**** MATERIAL TO PROCESS ****

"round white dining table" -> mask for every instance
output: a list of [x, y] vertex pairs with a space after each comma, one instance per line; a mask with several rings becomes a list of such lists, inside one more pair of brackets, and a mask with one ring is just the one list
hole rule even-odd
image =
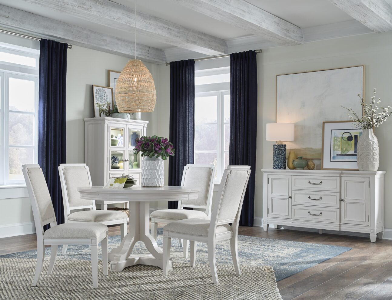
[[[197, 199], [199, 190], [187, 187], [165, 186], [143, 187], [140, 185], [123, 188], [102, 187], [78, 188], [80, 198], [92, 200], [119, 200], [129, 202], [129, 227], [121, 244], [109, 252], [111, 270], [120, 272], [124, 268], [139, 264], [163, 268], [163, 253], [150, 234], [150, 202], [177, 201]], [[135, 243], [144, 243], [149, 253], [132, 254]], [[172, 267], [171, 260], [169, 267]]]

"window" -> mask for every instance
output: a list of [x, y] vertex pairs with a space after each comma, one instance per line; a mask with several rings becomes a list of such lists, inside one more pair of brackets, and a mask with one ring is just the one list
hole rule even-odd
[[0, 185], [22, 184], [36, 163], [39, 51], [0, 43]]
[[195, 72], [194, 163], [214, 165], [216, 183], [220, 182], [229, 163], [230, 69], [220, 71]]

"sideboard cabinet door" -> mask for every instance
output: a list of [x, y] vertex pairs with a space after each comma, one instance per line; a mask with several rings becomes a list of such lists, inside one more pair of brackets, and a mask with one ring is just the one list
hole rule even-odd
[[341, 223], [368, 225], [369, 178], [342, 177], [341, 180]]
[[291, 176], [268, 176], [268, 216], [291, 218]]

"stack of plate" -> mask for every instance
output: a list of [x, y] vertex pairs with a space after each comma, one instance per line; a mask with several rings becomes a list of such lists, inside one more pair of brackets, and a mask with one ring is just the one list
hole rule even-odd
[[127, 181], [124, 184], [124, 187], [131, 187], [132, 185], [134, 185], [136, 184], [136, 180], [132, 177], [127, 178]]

****

THE REQUEST: Arrange all the material above as a numbered list, one item per line. Drop the blank lines and leave the pictures out.

PROBLEM SOLUTION:
1. "round white dining table" -> mask for every instance
2. output: a list of [x, y] vertex pairs with a space after each comma, one instance per line; a mask with several rings becomes a list of such lists, inside one more pair of brackets, and a mask with one ring is just the one list
3. hole rule even-odd
4. image =
5. [[[197, 199], [199, 190], [187, 187], [165, 186], [143, 187], [140, 185], [123, 188], [102, 187], [78, 188], [80, 198], [92, 200], [119, 200], [129, 202], [129, 227], [121, 244], [109, 252], [111, 270], [120, 272], [124, 268], [139, 264], [163, 268], [163, 253], [150, 234], [150, 202], [177, 201]], [[135, 243], [144, 243], [149, 253], [132, 254]], [[172, 267], [171, 260], [169, 267]]]
6. "window" -> mask for every instance
7. output: a list of [x, y] vertex pairs with a space after each comma, one instance per line; a mask with several rings becomes a list of such lists, inside one more pair of brackets, and a mask with one ring is just the one list
8. hole rule even-odd
9. [[0, 185], [22, 184], [36, 163], [39, 51], [0, 43]]
10. [[195, 72], [194, 163], [214, 165], [216, 183], [220, 182], [229, 163], [230, 69], [220, 71]]
11. "sideboard cabinet door" -> mask for every instance
12. output: a list of [x, y] vertex pairs with a space after each comma, one instance per line; a mask with several rings becomes a list of such lists, inside one more pair of brackets, and a mask with one ring is just the one list
13. hole rule even-odd
14. [[341, 223], [368, 225], [369, 178], [342, 177], [341, 180]]
15. [[291, 176], [268, 176], [268, 216], [291, 218]]
16. "stack of plate" -> mask for every instance
17. output: a list of [x, y] vertex pairs with a space after each comma, one instance per line; a mask with several rings becomes a list of such lists, inside one more pair of brackets, and a mask with one ring is just the one list
18. hole rule even-odd
19. [[127, 181], [124, 184], [124, 187], [131, 187], [132, 185], [134, 185], [136, 184], [136, 180], [132, 177], [127, 178]]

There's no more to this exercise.